___ Exercise data ___
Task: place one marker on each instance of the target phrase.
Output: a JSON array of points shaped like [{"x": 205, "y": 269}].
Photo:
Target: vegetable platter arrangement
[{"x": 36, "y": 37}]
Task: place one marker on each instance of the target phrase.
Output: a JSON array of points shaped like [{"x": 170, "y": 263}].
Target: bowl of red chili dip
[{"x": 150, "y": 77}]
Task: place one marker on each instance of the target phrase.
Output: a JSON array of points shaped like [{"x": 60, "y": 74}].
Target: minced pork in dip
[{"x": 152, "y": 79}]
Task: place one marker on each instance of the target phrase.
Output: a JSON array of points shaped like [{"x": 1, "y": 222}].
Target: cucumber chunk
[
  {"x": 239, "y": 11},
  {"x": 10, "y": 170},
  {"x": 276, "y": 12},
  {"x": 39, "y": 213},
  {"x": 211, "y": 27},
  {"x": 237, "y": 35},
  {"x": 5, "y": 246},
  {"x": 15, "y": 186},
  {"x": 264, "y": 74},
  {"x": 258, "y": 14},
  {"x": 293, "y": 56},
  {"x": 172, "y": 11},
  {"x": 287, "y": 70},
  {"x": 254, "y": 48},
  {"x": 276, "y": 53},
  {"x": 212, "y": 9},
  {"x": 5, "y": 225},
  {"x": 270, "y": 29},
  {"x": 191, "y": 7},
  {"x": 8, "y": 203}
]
___
* What the exercise asks
Word for word, retype all of the material.

* Task output
Task: place one marker on each instance of the target phrase.
Output: a JSON array of points shaped like [{"x": 205, "y": 269}].
Photo:
Target: vegetable platter arrangement
[{"x": 36, "y": 37}]
Task: place one marker on each instance of the target phrase.
Output: a JSON array of points shaped like [{"x": 170, "y": 263}].
Target: bowl of red chili dip
[{"x": 150, "y": 77}]
Task: place one marker on each instance of the target phrase.
Output: a JSON array of points shaped like [{"x": 60, "y": 74}].
Target: minced pork in dip
[{"x": 152, "y": 79}]
Task: place one marker on each instance of the target phrase.
Output: a JSON array of points shaped like [{"x": 1, "y": 222}].
Target: cucumber chunk
[
  {"x": 239, "y": 11},
  {"x": 10, "y": 170},
  {"x": 276, "y": 12},
  {"x": 39, "y": 213},
  {"x": 211, "y": 27},
  {"x": 237, "y": 35},
  {"x": 5, "y": 246},
  {"x": 15, "y": 186},
  {"x": 264, "y": 74},
  {"x": 258, "y": 14},
  {"x": 293, "y": 56},
  {"x": 172, "y": 11},
  {"x": 287, "y": 70},
  {"x": 254, "y": 48},
  {"x": 276, "y": 53},
  {"x": 212, "y": 9},
  {"x": 5, "y": 225},
  {"x": 270, "y": 29},
  {"x": 191, "y": 7},
  {"x": 8, "y": 203}
]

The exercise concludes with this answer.